#### [STATED EXERCISE]
Reproduce each of the lines word for word.

#### [EXTRACTED DATA]

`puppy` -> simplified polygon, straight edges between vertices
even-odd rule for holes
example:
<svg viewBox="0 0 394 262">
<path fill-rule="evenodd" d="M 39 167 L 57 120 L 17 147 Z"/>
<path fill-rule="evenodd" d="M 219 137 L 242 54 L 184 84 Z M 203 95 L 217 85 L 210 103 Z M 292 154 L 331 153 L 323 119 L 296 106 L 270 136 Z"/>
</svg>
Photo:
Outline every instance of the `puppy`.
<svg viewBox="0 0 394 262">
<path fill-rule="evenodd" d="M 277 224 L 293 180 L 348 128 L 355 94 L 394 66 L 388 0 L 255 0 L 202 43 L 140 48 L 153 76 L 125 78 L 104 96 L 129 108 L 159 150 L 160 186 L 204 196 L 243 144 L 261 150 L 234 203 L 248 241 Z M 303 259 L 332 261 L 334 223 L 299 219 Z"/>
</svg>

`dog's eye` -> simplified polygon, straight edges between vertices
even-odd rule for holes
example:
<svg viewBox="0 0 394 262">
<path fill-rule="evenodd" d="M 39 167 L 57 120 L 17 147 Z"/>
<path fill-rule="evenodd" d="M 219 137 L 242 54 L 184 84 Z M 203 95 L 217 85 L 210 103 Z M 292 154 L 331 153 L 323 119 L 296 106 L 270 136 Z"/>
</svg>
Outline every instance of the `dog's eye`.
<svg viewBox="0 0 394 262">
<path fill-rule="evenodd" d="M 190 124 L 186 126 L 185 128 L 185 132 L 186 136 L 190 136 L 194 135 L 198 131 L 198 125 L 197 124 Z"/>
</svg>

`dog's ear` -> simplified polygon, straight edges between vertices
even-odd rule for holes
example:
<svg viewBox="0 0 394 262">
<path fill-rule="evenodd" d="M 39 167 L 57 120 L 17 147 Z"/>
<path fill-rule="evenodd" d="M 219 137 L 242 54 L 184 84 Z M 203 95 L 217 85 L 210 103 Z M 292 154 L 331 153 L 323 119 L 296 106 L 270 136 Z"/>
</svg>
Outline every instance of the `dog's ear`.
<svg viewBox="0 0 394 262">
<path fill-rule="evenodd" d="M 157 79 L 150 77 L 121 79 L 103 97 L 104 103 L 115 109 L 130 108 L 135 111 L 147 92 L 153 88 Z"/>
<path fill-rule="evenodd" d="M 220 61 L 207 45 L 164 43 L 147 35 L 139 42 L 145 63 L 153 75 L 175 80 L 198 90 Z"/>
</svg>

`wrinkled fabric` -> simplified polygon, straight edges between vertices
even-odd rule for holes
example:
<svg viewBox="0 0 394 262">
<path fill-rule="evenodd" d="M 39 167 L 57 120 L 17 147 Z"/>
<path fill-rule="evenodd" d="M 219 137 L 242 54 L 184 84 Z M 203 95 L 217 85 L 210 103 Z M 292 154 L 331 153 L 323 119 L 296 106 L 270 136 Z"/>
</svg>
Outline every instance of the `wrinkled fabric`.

#### [THE SOLUTION]
`puppy` -> simplified polygon, straight edges between vertices
even-odd rule for holes
example:
<svg viewBox="0 0 394 262">
<path fill-rule="evenodd" d="M 39 167 L 57 120 L 17 147 Z"/>
<path fill-rule="evenodd" d="M 219 137 L 242 54 L 184 84 Z M 203 95 L 217 85 L 210 103 Z M 292 154 L 331 153 L 323 119 L 296 106 L 270 136 Z"/>
</svg>
Photo:
Outline every instance of the `puppy`.
<svg viewBox="0 0 394 262">
<path fill-rule="evenodd" d="M 277 224 L 293 180 L 348 128 L 355 94 L 394 66 L 388 0 L 255 0 L 202 43 L 140 48 L 153 76 L 125 78 L 104 96 L 129 108 L 159 150 L 160 186 L 204 196 L 243 144 L 261 150 L 234 203 L 248 241 Z M 303 259 L 332 261 L 334 223 L 299 219 Z"/>
</svg>

`dog's eye` -> simplified polygon, straight edges between vertices
even-odd rule for holes
example:
<svg viewBox="0 0 394 262">
<path fill-rule="evenodd" d="M 39 167 L 57 120 L 17 147 Z"/>
<path fill-rule="evenodd" d="M 219 137 L 242 54 L 184 84 Z M 203 95 L 217 85 L 210 103 Z M 292 154 L 331 153 L 323 119 L 296 106 L 270 136 Z"/>
</svg>
Outline every instance of the `dog's eye`.
<svg viewBox="0 0 394 262">
<path fill-rule="evenodd" d="M 190 124 L 186 126 L 185 128 L 185 132 L 186 136 L 190 136 L 194 135 L 198 131 L 198 125 L 197 124 Z"/>
</svg>

`dog's ear` -> simplified polygon, straight edges between vertices
even-odd rule for holes
example:
<svg viewBox="0 0 394 262">
<path fill-rule="evenodd" d="M 39 167 L 57 120 L 17 147 Z"/>
<path fill-rule="evenodd" d="M 219 137 L 242 54 L 184 84 Z M 203 95 L 217 85 L 210 103 Z M 292 154 L 331 153 L 323 119 L 296 106 L 270 136 Z"/>
</svg>
Outline every instance of the `dog's ear`.
<svg viewBox="0 0 394 262">
<path fill-rule="evenodd" d="M 157 79 L 150 77 L 121 79 L 103 97 L 104 103 L 115 109 L 130 108 L 135 111 L 147 92 L 153 88 Z"/>
<path fill-rule="evenodd" d="M 220 61 L 207 45 L 164 43 L 147 35 L 139 42 L 145 63 L 153 75 L 175 80 L 198 90 Z"/>
</svg>

`wrinkled fabric` -> simplified polygon, straight edges between vertices
even-odd rule for holes
example:
<svg viewBox="0 0 394 262">
<path fill-rule="evenodd" d="M 39 167 L 57 120 L 17 147 Z"/>
<path fill-rule="evenodd" d="M 219 137 L 242 54 L 184 84 Z M 203 95 L 217 85 L 210 103 Z M 292 154 L 331 153 L 323 119 L 296 106 L 270 136 Z"/>
</svg>
Outline every instance of the `wrinkled fabric`.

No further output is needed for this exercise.